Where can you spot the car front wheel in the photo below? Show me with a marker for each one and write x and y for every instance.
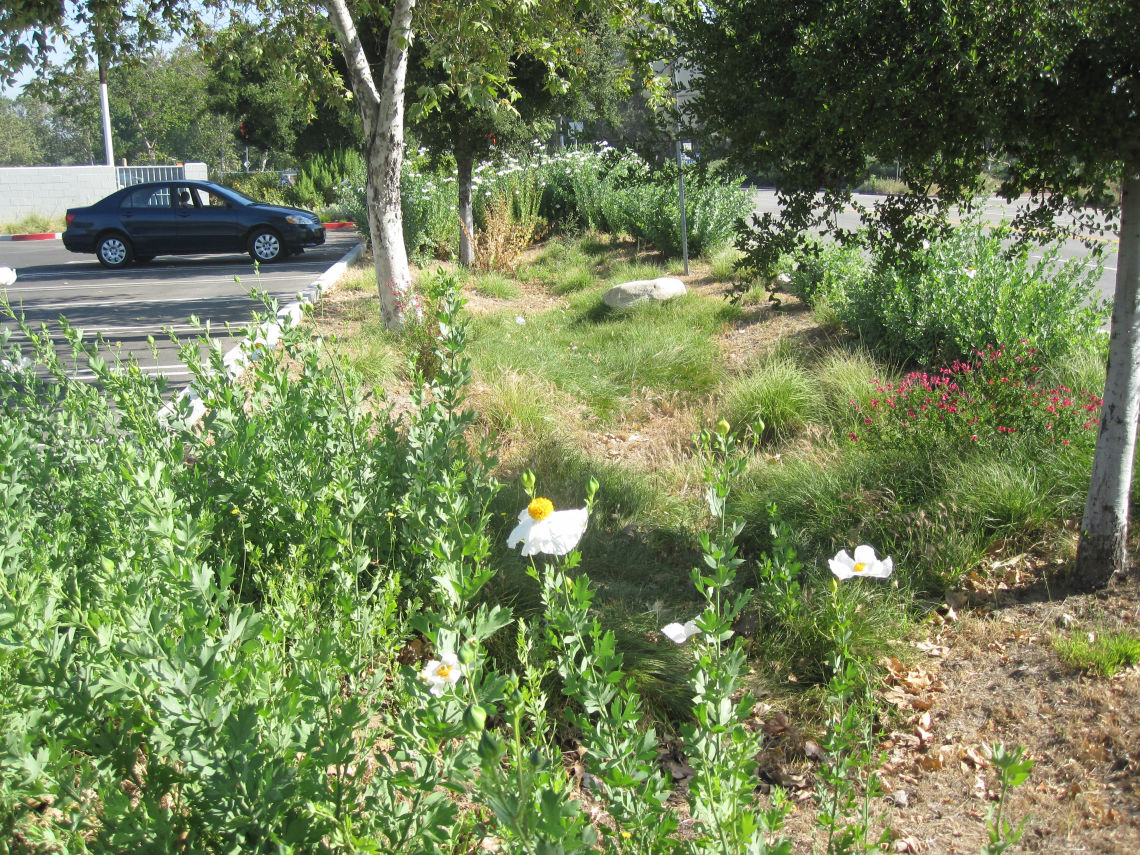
(266, 246)
(114, 251)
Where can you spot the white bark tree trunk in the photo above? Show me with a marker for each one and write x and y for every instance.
(1102, 550)
(465, 165)
(382, 115)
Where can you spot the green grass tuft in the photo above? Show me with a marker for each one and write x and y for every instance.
(1101, 653)
(780, 393)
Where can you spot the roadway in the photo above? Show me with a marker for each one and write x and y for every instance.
(129, 307)
(993, 212)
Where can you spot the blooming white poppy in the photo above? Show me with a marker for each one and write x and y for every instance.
(441, 675)
(864, 563)
(543, 529)
(680, 633)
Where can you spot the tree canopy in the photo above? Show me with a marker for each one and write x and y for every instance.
(811, 90)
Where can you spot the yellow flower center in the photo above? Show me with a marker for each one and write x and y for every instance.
(540, 509)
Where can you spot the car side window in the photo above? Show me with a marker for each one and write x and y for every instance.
(148, 197)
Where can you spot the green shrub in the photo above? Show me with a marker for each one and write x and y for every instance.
(259, 186)
(958, 295)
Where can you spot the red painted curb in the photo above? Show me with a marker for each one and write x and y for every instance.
(41, 236)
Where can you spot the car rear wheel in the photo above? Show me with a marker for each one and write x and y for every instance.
(114, 251)
(266, 246)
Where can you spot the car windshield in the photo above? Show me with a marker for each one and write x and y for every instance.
(233, 194)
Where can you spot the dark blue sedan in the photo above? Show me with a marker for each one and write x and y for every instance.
(178, 218)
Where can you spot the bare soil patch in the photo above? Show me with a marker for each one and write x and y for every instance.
(985, 673)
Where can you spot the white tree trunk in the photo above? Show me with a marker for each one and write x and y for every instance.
(1102, 550)
(382, 114)
(465, 164)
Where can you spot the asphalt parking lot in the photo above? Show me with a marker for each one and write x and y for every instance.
(128, 307)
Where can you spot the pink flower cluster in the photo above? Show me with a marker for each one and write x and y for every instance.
(992, 396)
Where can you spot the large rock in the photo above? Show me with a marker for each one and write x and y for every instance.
(628, 293)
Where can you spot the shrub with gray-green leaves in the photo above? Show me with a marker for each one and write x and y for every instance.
(960, 294)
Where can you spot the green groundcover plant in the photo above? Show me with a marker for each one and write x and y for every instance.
(246, 634)
(955, 295)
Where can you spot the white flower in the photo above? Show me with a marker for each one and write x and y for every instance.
(680, 633)
(542, 529)
(864, 563)
(441, 675)
(16, 367)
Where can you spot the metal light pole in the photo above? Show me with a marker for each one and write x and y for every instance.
(681, 177)
(105, 104)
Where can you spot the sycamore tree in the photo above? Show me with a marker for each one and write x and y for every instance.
(471, 42)
(811, 90)
(473, 45)
(472, 132)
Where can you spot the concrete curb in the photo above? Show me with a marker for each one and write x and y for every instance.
(41, 236)
(266, 336)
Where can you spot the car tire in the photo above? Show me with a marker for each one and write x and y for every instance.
(114, 251)
(266, 246)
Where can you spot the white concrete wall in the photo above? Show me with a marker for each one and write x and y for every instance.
(50, 190)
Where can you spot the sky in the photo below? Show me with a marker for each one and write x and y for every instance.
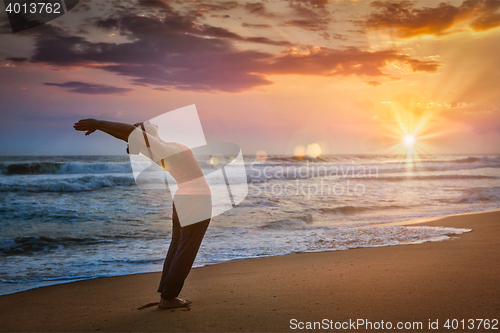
(281, 77)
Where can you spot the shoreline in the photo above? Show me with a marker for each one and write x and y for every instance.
(378, 225)
(455, 279)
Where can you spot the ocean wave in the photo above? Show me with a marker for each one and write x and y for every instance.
(37, 168)
(77, 184)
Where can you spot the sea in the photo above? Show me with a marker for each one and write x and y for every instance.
(70, 218)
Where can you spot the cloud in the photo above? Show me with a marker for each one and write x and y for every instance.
(88, 88)
(374, 83)
(407, 21)
(352, 61)
(258, 9)
(176, 52)
(309, 24)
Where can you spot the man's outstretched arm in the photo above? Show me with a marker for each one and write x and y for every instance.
(118, 130)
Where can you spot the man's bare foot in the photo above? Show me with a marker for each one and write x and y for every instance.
(173, 303)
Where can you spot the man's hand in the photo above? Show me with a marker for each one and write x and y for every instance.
(89, 125)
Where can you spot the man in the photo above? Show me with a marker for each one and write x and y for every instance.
(192, 201)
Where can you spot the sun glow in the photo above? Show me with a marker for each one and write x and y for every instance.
(409, 140)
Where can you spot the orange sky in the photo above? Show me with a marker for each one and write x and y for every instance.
(350, 76)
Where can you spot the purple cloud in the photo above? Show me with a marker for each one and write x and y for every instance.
(88, 88)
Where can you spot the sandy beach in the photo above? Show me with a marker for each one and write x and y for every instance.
(435, 281)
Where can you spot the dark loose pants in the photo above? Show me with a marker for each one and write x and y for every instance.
(180, 256)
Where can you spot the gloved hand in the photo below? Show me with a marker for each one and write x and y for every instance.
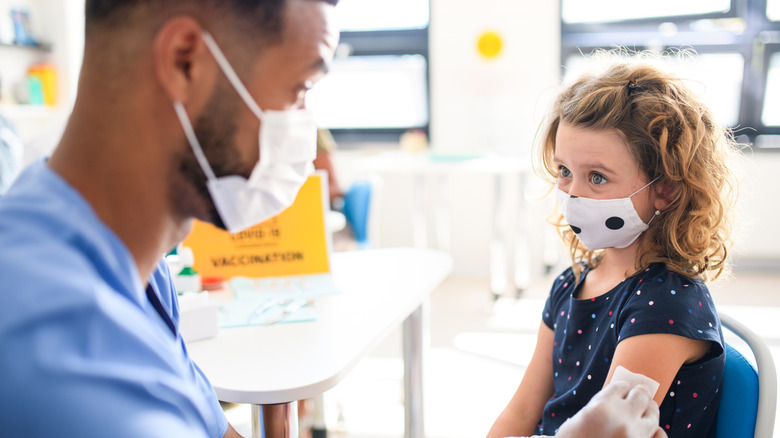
(617, 411)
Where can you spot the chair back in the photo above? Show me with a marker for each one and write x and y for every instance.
(357, 203)
(748, 394)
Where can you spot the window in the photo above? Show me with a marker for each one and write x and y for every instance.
(737, 42)
(378, 86)
(770, 114)
(595, 11)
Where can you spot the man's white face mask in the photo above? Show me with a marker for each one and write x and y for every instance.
(288, 145)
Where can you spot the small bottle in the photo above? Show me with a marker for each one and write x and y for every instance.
(187, 280)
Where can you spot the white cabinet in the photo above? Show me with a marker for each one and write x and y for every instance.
(59, 24)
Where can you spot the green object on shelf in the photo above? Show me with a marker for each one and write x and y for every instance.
(35, 90)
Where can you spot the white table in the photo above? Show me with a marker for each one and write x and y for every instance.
━━━━━━━━
*Written task*
Format the lines from the one containing "Where can you spot the man's white" through the end of the records as a JSON list of strings, one string per line, with both ends included and blank lines omitted.

*Full answer*
[
  "Where can you spot the man's white face mask in the photo above? Show me with a marker for each one and write x and y for every instance.",
  "(288, 145)",
  "Where can you spot the small bottle in the photo above? Show me with a marker for each one and write x and y for every instance.",
  "(187, 280)",
  "Where can you spot the white cabinet in the photo above? Show me with a marker for each one and write x and y for every instance.",
  "(59, 24)",
  "Where can you spot the green object on shelf in the photo above? Show me with a marker for each one and write x and y for every instance.",
  "(35, 90)",
  "Where can you spot the white table in the photo above? Show me with a marker for each one and write x and y for every instance."
]